Given records =>
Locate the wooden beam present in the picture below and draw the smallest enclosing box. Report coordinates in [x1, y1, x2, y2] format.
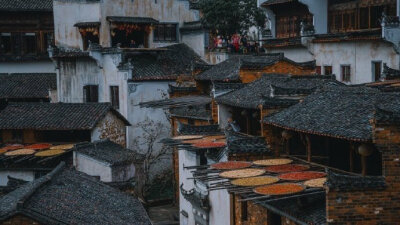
[349, 144, 354, 172]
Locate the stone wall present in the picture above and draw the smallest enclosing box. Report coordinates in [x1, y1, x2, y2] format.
[233, 195, 269, 225]
[92, 112, 127, 147]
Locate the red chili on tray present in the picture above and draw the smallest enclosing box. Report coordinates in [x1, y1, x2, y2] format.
[266, 164, 309, 173]
[211, 161, 252, 170]
[193, 142, 226, 148]
[25, 143, 52, 150]
[278, 171, 326, 181]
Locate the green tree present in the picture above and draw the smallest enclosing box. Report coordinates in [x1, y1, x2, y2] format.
[199, 0, 266, 36]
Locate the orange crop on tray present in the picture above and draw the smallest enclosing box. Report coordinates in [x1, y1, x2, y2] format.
[253, 183, 305, 196]
[211, 161, 252, 170]
[25, 143, 52, 150]
[266, 164, 309, 173]
[278, 171, 326, 181]
[193, 142, 226, 148]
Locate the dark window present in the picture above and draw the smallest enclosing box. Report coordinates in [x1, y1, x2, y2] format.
[316, 66, 321, 75]
[110, 86, 119, 109]
[267, 211, 282, 224]
[23, 33, 37, 54]
[11, 130, 23, 143]
[359, 7, 369, 29]
[373, 61, 382, 81]
[188, 119, 195, 125]
[0, 33, 12, 54]
[154, 24, 177, 42]
[198, 152, 207, 166]
[324, 66, 333, 75]
[341, 65, 351, 82]
[370, 6, 384, 28]
[83, 85, 99, 102]
[83, 32, 99, 50]
[241, 201, 248, 221]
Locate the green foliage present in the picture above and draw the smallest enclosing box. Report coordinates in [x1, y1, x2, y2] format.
[199, 0, 266, 36]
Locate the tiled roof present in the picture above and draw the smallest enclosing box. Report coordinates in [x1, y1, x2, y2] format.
[74, 140, 136, 166]
[326, 171, 386, 191]
[265, 84, 400, 141]
[195, 54, 315, 81]
[216, 74, 337, 109]
[0, 102, 130, 130]
[168, 84, 198, 94]
[177, 123, 221, 135]
[180, 21, 204, 33]
[170, 105, 212, 121]
[263, 37, 302, 48]
[0, 73, 56, 100]
[130, 43, 208, 81]
[256, 193, 326, 225]
[382, 64, 400, 80]
[312, 29, 382, 43]
[226, 131, 270, 154]
[0, 163, 152, 224]
[0, 0, 52, 11]
[213, 82, 246, 97]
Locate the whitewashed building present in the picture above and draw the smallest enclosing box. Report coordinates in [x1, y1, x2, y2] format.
[50, 0, 209, 168]
[175, 124, 270, 225]
[73, 139, 136, 183]
[258, 0, 400, 84]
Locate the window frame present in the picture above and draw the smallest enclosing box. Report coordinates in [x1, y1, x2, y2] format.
[83, 85, 99, 103]
[341, 65, 351, 83]
[372, 61, 382, 82]
[153, 23, 178, 42]
[323, 65, 333, 75]
[110, 85, 120, 109]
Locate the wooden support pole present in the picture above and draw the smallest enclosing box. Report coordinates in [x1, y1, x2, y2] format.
[349, 144, 354, 173]
[361, 156, 367, 176]
[305, 135, 312, 162]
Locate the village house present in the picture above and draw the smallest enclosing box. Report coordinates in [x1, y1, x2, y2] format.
[0, 73, 57, 103]
[73, 139, 136, 183]
[0, 162, 152, 225]
[0, 0, 55, 74]
[259, 0, 400, 84]
[215, 74, 339, 136]
[175, 83, 400, 225]
[0, 102, 130, 145]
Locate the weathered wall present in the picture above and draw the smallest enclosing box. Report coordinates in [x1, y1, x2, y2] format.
[1, 214, 40, 225]
[234, 195, 269, 225]
[54, 1, 101, 48]
[91, 111, 127, 147]
[179, 149, 197, 225]
[208, 189, 231, 225]
[312, 40, 399, 84]
[57, 58, 100, 103]
[73, 151, 113, 182]
[128, 81, 172, 178]
[218, 104, 233, 129]
[264, 47, 314, 63]
[111, 164, 135, 182]
[182, 32, 206, 58]
[0, 61, 55, 74]
[0, 170, 35, 186]
[100, 0, 199, 47]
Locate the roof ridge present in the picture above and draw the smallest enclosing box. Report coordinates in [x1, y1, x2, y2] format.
[17, 162, 66, 209]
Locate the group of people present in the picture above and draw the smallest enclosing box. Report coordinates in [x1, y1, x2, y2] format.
[211, 34, 259, 54]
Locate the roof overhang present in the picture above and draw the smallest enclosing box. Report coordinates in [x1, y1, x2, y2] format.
[138, 96, 212, 109]
[74, 22, 101, 28]
[106, 16, 159, 24]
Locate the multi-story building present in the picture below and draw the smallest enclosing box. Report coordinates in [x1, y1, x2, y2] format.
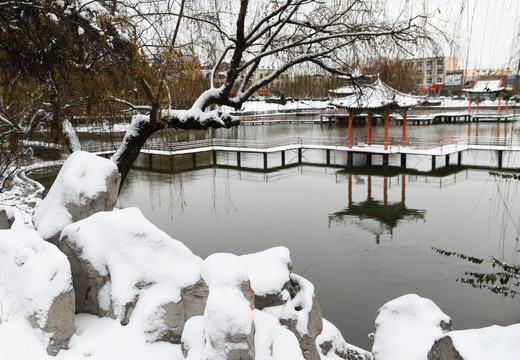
[411, 56, 458, 90]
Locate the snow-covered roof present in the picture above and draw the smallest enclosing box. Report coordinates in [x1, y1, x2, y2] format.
[330, 78, 426, 110]
[329, 85, 359, 95]
[463, 79, 505, 93]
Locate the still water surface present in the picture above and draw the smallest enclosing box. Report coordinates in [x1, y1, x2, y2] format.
[116, 120, 520, 349]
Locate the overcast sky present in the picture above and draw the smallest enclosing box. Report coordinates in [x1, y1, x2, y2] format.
[390, 0, 519, 71]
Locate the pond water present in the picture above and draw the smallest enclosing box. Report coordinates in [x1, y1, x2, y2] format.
[114, 119, 520, 349]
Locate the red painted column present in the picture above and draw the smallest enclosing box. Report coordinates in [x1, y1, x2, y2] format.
[368, 113, 373, 146]
[477, 97, 480, 113]
[402, 111, 408, 147]
[498, 94, 502, 114]
[468, 94, 472, 114]
[348, 111, 353, 149]
[384, 112, 389, 150]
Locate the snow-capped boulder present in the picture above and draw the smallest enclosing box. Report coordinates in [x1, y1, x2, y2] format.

Problem requirements => Every entry above is to be printed again exactly, pictures omitted.

Response =>
Locate the wooden beam present in the picture below and draw the smallest enclosing box. Report coordinates in [x1, y1, x2, y2] format.
[349, 144, 354, 172]
Locate the stone wall present in the picture above and draw the smallest enclosing box. Report coordinates in [x1, y1, x2, y2] format.
[233, 195, 269, 225]
[92, 112, 127, 147]
Locate the red chili on tray present in the picture above and draw the smallest enclosing box. Report coordinates in [x1, y1, x2, y2] format.
[266, 164, 309, 173]
[211, 161, 252, 170]
[193, 142, 226, 148]
[25, 143, 52, 150]
[278, 171, 326, 181]
Locate the green tree present in the picture above and draw the smallest enclosing box. Report coordinates in [x1, y1, x2, y2] format.
[199, 0, 266, 36]
Locate the orange crop on tray present in the picture above and draw the smallest enclosing box. Report coordinates in [x1, y1, x2, y2] format.
[253, 183, 305, 196]
[211, 161, 252, 170]
[25, 143, 52, 150]
[266, 164, 309, 173]
[278, 171, 326, 181]
[193, 142, 226, 148]
Locate the dark window present in the picture above and draw the smallest enclosing box. Report coordinates in [x1, y1, x2, y2] format.
[316, 66, 321, 75]
[110, 86, 119, 109]
[267, 211, 282, 224]
[23, 33, 37, 54]
[11, 130, 23, 143]
[359, 7, 369, 29]
[373, 61, 382, 81]
[188, 119, 195, 125]
[0, 33, 12, 54]
[154, 24, 177, 42]
[198, 152, 207, 166]
[324, 66, 333, 75]
[341, 65, 351, 82]
[370, 6, 384, 28]
[83, 85, 99, 102]
[83, 32, 99, 50]
[241, 201, 248, 221]
Locate the green foliage present in the picture above and draw the smallest enclosing box. Report coordinates in [x1, y1, x2, y2] format.
[199, 0, 266, 36]
Locate the tiled roof present in the picture above and draw the smallest enclosing box. Report coordinates in [x1, y1, x2, y2] format.
[74, 140, 136, 166]
[326, 171, 386, 191]
[265, 84, 400, 141]
[195, 54, 315, 81]
[216, 74, 337, 109]
[0, 102, 130, 130]
[168, 84, 198, 94]
[177, 123, 221, 135]
[180, 21, 204, 33]
[170, 105, 212, 121]
[263, 37, 302, 48]
[0, 73, 56, 100]
[130, 43, 208, 81]
[256, 193, 326, 225]
[382, 64, 400, 80]
[312, 29, 382, 43]
[226, 131, 270, 154]
[0, 163, 152, 224]
[0, 0, 52, 11]
[213, 82, 246, 97]
Locate the whitewashed building present in the picture above and draw the smallest enclosing box. Report coordinates in [x1, y1, x2, y2] format.
[50, 0, 209, 168]
[175, 124, 270, 225]
[73, 139, 136, 183]
[258, 0, 400, 84]
Locate the window frame present in the picture above and draw the smallest enclosing box. Report coordinates in [x1, y1, x2, y2] format.
[83, 85, 99, 103]
[341, 65, 351, 83]
[372, 61, 382, 82]
[153, 23, 178, 42]
[323, 65, 333, 75]
[110, 85, 120, 109]
Locate the wooden support pole present in the picture above and draw the smallest enclosing box. Report coordinates in [x1, y1, x2, y2] format.
[349, 144, 354, 173]
[361, 156, 367, 176]
[305, 135, 312, 162]
Locate the village house present in the picture above and draw the smallest enclosing box. Report coordinates in [x1, y1, x2, y2] format.
[0, 73, 57, 103]
[73, 139, 136, 183]
[0, 162, 152, 225]
[0, 0, 55, 74]
[259, 0, 400, 84]
[215, 74, 339, 136]
[175, 83, 400, 225]
[0, 102, 130, 145]
Locate the weathered wall present in the picture above and draw the smallest enclosing box. Report coordinates in [x1, y1, x2, y2] format.
[1, 214, 40, 225]
[234, 195, 269, 225]
[54, 1, 101, 48]
[91, 111, 127, 147]
[179, 149, 197, 225]
[208, 189, 231, 225]
[312, 40, 399, 84]
[57, 58, 100, 103]
[73, 151, 113, 182]
[128, 81, 172, 178]
[218, 104, 233, 129]
[264, 47, 314, 63]
[111, 164, 135, 182]
[182, 32, 206, 58]
[0, 61, 55, 74]
[0, 170, 35, 186]
[100, 0, 199, 47]
Locate the roof ridge present in the picture above and draw the smallest enclosing box. Report coordinates in [x1, y1, x2, y2] format.
[17, 162, 66, 209]
Locate the group of people present in the picture above and draw the smallest enclosing box. Report coordinates in [x1, y1, x2, y2] format.
[211, 34, 259, 54]
Locate the roof overhang present in the picture above and draw the smallest enclosing box. Report coordinates in [x1, y1, x2, y2] format.
[138, 96, 212, 109]
[74, 22, 101, 28]
[106, 16, 159, 24]
Locate the multi-story building present in the picture below and draw the smallest enclosing box. Report coordinates in [x1, y1, x2, y2] format.
[411, 56, 458, 90]
Locate the snow-covered roof present in the picture above and draw the smallest enclosing box. Report coordinates in [x1, y1, x2, y2] format.
[330, 78, 426, 110]
[329, 85, 359, 95]
[463, 79, 505, 93]
Locate the still water surface present in the picture above and draw the smallest enclosing box. Report coordinates in [x1, y1, x2, y2] format.
[116, 120, 520, 349]
Locate the overcast sky present in the picture above and draw the smallest enclosing box. Report coordinates in [x1, y1, x2, y2] format.
[390, 0, 519, 71]
Locate the pond water present in the picture above and draw the smallest enclosing box. Report coordinates in [x1, y1, x2, y2] format.
[114, 119, 520, 349]
Locate the red painted column present in the picture above and draw the smallest enclosing box. Report coordinates in [x1, y1, x2, y2] format.
[368, 113, 373, 146]
[477, 97, 480, 113]
[402, 111, 408, 147]
[498, 94, 502, 114]
[468, 94, 472, 114]
[348, 111, 353, 149]
[384, 112, 389, 150]
Locate the snow-capped boulder present in the picture above and draw the smallest enclosing box. Report coordinates in [x1, y1, x2, y2] format.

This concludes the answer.